─── EXCERPTED RECORDS

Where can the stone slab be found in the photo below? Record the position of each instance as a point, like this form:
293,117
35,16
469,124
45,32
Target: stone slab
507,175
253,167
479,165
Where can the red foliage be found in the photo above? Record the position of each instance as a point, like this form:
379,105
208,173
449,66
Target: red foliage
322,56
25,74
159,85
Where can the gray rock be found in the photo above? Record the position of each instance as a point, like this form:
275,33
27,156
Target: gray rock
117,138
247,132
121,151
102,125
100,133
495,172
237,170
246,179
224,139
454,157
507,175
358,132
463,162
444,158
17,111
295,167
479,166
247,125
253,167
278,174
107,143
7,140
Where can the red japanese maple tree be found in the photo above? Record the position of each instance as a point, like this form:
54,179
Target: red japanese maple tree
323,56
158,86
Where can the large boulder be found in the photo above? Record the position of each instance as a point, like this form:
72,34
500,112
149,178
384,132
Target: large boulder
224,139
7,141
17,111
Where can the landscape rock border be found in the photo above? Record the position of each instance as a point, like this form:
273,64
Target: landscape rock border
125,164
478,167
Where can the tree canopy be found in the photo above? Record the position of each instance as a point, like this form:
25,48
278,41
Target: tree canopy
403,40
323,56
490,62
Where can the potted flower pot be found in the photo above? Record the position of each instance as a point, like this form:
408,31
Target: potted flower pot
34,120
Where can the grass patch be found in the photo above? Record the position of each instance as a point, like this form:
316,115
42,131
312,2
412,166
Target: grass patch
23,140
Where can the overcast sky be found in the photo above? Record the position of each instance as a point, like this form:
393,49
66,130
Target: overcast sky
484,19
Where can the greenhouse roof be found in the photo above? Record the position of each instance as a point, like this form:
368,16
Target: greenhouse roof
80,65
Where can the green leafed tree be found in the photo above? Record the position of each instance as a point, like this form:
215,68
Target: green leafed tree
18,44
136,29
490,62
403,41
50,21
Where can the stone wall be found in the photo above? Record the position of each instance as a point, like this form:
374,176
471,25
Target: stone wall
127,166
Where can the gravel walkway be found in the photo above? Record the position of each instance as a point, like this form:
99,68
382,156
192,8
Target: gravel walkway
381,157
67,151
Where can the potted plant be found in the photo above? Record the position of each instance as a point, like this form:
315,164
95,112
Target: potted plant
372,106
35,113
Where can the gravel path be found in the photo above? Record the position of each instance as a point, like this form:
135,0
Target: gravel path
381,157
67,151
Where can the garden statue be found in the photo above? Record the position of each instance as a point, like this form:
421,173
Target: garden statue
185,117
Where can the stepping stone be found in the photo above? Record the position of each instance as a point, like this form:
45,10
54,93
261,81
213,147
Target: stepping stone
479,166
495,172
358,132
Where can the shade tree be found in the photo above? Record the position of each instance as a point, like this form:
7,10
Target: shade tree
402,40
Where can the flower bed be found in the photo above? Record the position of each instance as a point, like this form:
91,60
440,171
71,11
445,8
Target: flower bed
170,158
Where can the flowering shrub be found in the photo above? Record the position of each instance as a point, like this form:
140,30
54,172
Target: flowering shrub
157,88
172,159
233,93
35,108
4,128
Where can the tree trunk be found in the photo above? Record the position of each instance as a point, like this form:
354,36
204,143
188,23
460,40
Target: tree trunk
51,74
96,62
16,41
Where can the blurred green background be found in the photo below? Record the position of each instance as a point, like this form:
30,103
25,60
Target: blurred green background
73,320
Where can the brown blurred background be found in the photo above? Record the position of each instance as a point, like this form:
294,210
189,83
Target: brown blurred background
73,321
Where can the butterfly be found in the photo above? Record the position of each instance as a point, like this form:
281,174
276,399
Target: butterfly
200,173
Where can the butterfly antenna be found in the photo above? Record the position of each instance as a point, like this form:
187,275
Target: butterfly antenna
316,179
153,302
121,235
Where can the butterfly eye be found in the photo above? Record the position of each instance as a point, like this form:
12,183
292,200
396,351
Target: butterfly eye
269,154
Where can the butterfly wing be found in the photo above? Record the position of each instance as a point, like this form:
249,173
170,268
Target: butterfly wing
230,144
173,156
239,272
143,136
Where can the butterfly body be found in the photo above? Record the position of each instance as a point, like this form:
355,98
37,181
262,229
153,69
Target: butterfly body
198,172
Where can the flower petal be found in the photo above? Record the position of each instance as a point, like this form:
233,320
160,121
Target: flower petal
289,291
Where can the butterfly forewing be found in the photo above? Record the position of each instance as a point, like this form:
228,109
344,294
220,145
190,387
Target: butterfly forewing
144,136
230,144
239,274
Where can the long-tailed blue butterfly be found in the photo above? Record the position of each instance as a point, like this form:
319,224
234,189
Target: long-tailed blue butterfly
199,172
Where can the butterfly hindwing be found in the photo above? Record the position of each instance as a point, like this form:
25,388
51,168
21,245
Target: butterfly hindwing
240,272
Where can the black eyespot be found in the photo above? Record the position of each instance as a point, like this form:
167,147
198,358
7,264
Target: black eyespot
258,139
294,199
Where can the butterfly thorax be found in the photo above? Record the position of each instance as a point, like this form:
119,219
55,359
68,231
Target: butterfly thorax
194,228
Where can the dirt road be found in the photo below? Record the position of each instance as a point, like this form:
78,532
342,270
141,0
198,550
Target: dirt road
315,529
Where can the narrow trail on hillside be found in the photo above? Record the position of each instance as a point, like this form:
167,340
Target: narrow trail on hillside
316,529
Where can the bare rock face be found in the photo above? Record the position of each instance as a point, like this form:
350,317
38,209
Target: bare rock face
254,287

──────

### TASK DIRECTIONS
Print every line of the material above again, with no changes at all.

### ANSWER TO THIS TASK
Where can the stone slab be found in the photo below? Record the position of each instance as a point, like this form:
293,117
35,16
469,124
45,32
Target: stone slab
507,175
253,167
479,165
Where can the red foliage be found in the photo above? Record the position of each instance as a point, like this form:
379,105
208,173
449,66
Target: red foliage
322,56
25,74
159,85
Where can the gray rock be found in the photo above? Record the position of each instance as a point, like this form:
275,33
27,156
Target: gray rock
117,138
247,132
121,151
102,125
100,133
495,172
237,170
246,179
224,139
454,157
507,175
358,132
463,162
444,158
17,111
295,167
479,166
247,125
253,167
278,174
107,143
7,140
Where can the red japanese maple tree be found in the photo above? Record the position of each instance as a point, like this form:
54,179
Target: red japanese maple tree
323,56
158,86
Where can the large boulder be found in the photo above? Record the position of each instance as a point, like this form:
72,34
500,112
149,178
384,132
Target: large boulder
224,139
7,141
17,111
Where can the landscape rock border be found in the photo above? Record the position of each instance as a point, like this form:
273,64
Target: landscape rock border
125,164
478,167
Where can the tree canopy be found in the photo above? Record the position of each instance as a point, like this form:
25,48
278,41
Target: tree canopy
403,40
323,56
490,62
Where can the potted flower pot be found in the photo above? Record the position of each instance as a point, like this form:
408,31
Target: potted flower pot
34,120
Where can the grass patch be found in the photo above? Record the position of each instance as a point, like this form:
316,115
42,131
312,2
412,166
Target: grass patch
23,140
Where can the overcast sky be found in the photo above? Record the position of each instance as a point, like this form:
393,49
66,130
Target: overcast sky
484,19
Where can the greenhouse roof be found in the photo above? Record the position of each instance as a point, like this form:
368,16
Target: greenhouse roof
80,65
Where can the green leafed tree be found in the photo above? Record the position of each instance as a point, like this form:
215,68
Target: green leafed tree
18,44
136,29
490,62
403,41
50,21
Where can the stone wall be found in the photo above? Record the position of each instance as a point, like this form:
374,176
471,25
Target: stone wall
127,166
Where can the gravel walkway be found in the photo above? Record the position of each instance as a point, like this form:
99,68
382,156
192,8
Target: gravel walkway
381,157
67,151
Where can the potted plant be found in the photo above? Record the position of each instance as a point, like this form:
315,164
95,112
Target: potted plant
372,106
35,113
Where can the gravel path be found in the photo above? Record the position of each instance as a point, like this form:
135,0
Target: gravel path
381,157
67,151
Where can the garden statue be found in the photo above? Record the position of each instance as a point, like this form:
421,173
Target: garden statue
185,117
Where can the stepping stone be found in the photo above? Record the position of each instance as a point, like this form:
45,10
54,93
261,81
213,147
Target: stepping stone
479,166
495,172
358,132
Where can the shade tree be found in the photo above? Record the position of each instance as a point, like this form:
7,10
Target: shade tree
402,40
Where can the flower bed be found in the photo above? Record the position of each instance as a point, like this form:
91,60
440,171
71,11
445,8
Target: flower bed
170,158
Where can the flowering shrub be found in the photo above? Record the position of each instance as a point, like this form:
140,30
54,172
Target: flowering shrub
157,88
172,159
233,93
35,108
4,128
Where can the tree trunk be found in the photo above? Record the position of each instance as a point, like this form:
354,36
204,143
188,23
460,40
Target: tree trunk
51,74
96,62
16,41
Where can the blurred green background be found in the photo below? Record the position of each instance as a point, like this form:
30,103
25,60
Target: blurred green background
73,320
Where can the brown blurred background be found in the photo above? Record the position of each instance as a point, like this form:
294,210
189,83
Target: brown blurred background
73,321
Where can the butterfly be found in the photo above? Record the position of each instance as a point, like this form:
281,174
276,399
Target: butterfly
200,173
Where can the butterfly antenna be found in the photo above? Record the position of each instance as a point, like this form:
187,275
Target: butterfly antenna
316,179
153,302
121,235
Where can the butterfly eye be found in the photo above? Record the position of each instance as a point, like this form:
12,183
292,200
396,351
Target: butterfly eye
269,154
Where can the butterfly wing be found in the photo above? Record the position of each instance as a point, like this form:
249,173
170,268
Target: butterfly wing
230,144
173,156
239,272
143,136
Where can the butterfly body be found in the photo above? Record the position of each instance as a point, like this form:
355,98
37,181
262,229
153,69
Target: butterfly body
198,172
Where can the flower petal be found in the photo above? Record the position of each instance as a point, like this form:
233,320
160,121
Target: flower petal
289,291
Where can the butterfly forewing be found in the photo above? Record the position of each instance as a point, like this form:
228,109
344,294
220,145
190,387
Target: butterfly forewing
144,136
230,144
239,274
Where can the long-tailed blue butterfly be found in the photo above? Record the position of each instance as a point, like this form:
319,224
234,189
Target: long-tailed blue butterfly
199,172
Where can the butterfly hindwing be found in the photo above? Record the position of each instance as a point, like this form:
25,388
51,168
21,245
Target: butterfly hindwing
240,272
Where can the black eyespot be found in the photo above? Record the position of each instance as a point, like this form:
167,147
198,358
7,264
Target: black eyespot
258,139
294,199
Where can the butterfly thorax be found in the photo above? Record the position of each instance as a point, like this form:
119,219
55,359
68,231
Target: butterfly thorax
194,228
Where can the dirt road be found in the photo below? Record the position of each instance as a point, like this form:
78,532
342,270
141,0
198,550
Target: dirt road
315,529
Where can the narrow trail on hillside be found in the photo above? Record the position of each instance as a point, like this form:
167,340
Target: narrow trail on hillside
316,529
Where can the bare rock face be found in the photo above? Record the position of each instance as a point, like this form:
350,317
38,209
Target: bare rock face
254,287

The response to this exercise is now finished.